The trope of naked Celts (and, overall, Barbarians) was already quite famous and widespread in Antiquity and especially "naked fighting" both in text or artistics representations such as
Naked fighting was overall a fairly common heroic trope in the ancient Mediteranean world, including in ancient Greek art, and as we otherwise know that while lightly equipped, Greek did not went to battle in their birthday suits, we can wonder about what Hellenistic art ("Dying Gaul" and "Ludovisi Gaul" to convey especially as they were made for Hellenic viewers familiar with the themes displayed of heroic and pathetic nakedness.
The association of "fighting nudity" with ancient Celts, however, is also a litterary trope written down by the turn of the millenium but accounting for the wars against Galli/Galatai settled or raiding Italy, Balkans and in Anatolia, or employed as mercenaries in Carthaginian, Hellenistic or Roman armies; especially Diodorus Siculus^(1) (29-30) Livy (XXII, 46), Plutarch (Crassus, 25)^(3) and Polybius (II, 28)^(4). Reading these, however, brings some nuance.

* [Written task 1]:
Which lines in the records below hold the word "beard"? Locate each one and copy it.

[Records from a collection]
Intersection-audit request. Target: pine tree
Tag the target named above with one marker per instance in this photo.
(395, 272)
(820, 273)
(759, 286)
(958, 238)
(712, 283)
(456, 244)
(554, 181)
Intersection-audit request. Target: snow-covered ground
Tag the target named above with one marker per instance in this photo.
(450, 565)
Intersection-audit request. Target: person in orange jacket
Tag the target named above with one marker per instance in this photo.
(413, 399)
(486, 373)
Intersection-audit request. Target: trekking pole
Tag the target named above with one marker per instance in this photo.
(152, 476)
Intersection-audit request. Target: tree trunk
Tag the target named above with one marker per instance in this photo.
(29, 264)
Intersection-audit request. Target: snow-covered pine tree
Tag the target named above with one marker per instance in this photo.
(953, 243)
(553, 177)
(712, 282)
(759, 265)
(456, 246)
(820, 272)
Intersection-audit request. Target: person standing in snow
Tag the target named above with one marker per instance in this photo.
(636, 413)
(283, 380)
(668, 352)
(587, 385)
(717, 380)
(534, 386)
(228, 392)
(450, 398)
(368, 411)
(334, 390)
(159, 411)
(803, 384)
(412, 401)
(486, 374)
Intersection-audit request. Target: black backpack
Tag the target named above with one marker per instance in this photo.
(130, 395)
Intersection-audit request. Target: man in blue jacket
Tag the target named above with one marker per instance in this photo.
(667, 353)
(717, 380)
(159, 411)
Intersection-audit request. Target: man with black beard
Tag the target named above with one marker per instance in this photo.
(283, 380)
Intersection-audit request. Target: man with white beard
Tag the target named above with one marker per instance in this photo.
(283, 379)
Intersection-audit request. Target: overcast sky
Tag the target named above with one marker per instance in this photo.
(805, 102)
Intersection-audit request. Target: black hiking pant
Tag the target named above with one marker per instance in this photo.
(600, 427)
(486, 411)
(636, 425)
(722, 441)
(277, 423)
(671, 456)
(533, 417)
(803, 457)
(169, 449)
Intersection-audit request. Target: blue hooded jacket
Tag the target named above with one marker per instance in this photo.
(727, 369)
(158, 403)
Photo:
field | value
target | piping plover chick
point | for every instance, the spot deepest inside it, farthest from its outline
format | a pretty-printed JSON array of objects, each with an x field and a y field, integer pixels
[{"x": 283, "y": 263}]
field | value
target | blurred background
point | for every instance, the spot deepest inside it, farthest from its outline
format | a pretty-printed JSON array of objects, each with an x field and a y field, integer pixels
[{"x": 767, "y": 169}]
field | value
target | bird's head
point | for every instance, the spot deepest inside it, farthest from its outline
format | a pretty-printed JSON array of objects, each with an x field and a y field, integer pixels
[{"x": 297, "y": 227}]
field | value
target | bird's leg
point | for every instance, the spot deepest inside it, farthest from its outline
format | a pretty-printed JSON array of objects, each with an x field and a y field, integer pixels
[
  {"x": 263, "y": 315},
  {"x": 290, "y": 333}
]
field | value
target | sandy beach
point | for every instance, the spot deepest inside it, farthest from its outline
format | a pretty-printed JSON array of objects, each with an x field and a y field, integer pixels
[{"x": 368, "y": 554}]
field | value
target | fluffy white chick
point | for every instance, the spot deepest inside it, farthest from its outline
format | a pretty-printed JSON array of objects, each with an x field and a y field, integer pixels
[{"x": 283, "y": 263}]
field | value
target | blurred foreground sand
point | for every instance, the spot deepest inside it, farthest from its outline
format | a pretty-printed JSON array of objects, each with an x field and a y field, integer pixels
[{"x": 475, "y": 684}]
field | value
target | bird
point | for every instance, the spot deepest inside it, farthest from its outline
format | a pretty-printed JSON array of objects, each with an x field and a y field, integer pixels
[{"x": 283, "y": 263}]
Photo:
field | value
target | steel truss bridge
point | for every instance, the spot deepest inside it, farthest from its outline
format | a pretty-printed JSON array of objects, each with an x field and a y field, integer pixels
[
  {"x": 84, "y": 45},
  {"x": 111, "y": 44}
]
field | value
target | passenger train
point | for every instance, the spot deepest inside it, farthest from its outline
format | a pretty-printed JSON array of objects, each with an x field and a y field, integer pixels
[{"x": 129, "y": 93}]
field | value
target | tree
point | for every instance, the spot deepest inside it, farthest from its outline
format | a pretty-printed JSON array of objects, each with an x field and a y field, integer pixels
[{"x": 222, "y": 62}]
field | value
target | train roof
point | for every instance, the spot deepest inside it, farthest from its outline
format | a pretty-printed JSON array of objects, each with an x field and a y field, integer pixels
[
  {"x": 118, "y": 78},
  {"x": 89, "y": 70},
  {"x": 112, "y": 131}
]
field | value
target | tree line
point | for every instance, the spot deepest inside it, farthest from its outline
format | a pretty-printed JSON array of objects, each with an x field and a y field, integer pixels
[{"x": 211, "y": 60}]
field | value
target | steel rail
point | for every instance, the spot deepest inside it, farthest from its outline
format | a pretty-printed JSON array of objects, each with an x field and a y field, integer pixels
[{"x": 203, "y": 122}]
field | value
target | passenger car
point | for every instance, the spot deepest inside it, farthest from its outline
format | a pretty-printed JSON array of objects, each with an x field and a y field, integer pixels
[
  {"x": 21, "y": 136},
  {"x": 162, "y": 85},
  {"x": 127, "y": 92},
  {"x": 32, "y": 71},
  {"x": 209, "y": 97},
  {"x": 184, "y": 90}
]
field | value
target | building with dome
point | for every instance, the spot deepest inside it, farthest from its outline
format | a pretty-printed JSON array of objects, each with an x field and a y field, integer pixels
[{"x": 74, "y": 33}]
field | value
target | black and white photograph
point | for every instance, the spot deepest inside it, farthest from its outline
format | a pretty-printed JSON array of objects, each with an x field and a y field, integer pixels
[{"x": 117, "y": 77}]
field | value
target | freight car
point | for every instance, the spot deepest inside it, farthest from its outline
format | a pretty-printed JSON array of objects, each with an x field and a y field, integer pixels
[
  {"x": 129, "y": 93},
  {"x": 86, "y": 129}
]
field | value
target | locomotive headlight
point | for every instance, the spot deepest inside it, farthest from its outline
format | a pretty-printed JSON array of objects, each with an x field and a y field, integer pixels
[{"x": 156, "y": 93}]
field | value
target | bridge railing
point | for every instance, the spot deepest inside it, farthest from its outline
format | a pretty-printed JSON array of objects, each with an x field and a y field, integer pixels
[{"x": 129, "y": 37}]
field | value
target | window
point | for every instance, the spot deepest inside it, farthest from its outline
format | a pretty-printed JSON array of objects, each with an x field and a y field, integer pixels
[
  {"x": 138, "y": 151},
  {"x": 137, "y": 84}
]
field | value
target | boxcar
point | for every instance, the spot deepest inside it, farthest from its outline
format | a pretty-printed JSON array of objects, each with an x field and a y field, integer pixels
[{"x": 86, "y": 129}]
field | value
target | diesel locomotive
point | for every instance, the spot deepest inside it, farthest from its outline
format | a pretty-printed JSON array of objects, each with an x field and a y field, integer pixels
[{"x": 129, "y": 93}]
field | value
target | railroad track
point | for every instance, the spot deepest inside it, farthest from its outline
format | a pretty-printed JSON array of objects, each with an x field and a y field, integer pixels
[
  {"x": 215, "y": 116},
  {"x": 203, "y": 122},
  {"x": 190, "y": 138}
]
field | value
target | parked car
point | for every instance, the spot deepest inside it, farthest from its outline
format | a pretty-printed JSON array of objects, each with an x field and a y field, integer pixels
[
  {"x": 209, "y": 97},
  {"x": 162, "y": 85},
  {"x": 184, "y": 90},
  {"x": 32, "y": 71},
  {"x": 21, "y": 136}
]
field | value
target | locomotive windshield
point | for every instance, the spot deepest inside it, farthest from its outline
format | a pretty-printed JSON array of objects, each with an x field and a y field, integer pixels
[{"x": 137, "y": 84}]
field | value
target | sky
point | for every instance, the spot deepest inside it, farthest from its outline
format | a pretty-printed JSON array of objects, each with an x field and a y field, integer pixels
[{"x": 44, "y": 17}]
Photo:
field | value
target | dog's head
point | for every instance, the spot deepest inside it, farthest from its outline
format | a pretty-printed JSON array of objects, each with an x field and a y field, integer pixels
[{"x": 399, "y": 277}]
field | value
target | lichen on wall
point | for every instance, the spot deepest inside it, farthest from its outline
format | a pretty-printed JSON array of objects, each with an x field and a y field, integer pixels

* [Written task 2]:
Duplicate the passage on naked Celts above, starting at the words "The association of" and stopping after "brings some nuance.".

* [Finished answer 1]:
Intersection-audit request. Target: man with black beard
Intersection-audit request. Target: man with white beard

* [Finished answer 2]:
The association of "fighting nudity" with ancient Celts, however, is also a litterary trope written down by the turn of the millenium but accounting for the wars against Galli/Galatai settled or raiding Italy, Balkans and in Anatolia, or employed as mercenaries in Carthaginian, Hellenistic or Roman armies; especially Diodorus Siculus^(1) (29-30) Livy (XXII, 46), Plutarch (Crassus, 25)^(3) and Polybius (II, 28)^(4). Reading these, however, brings some nuance.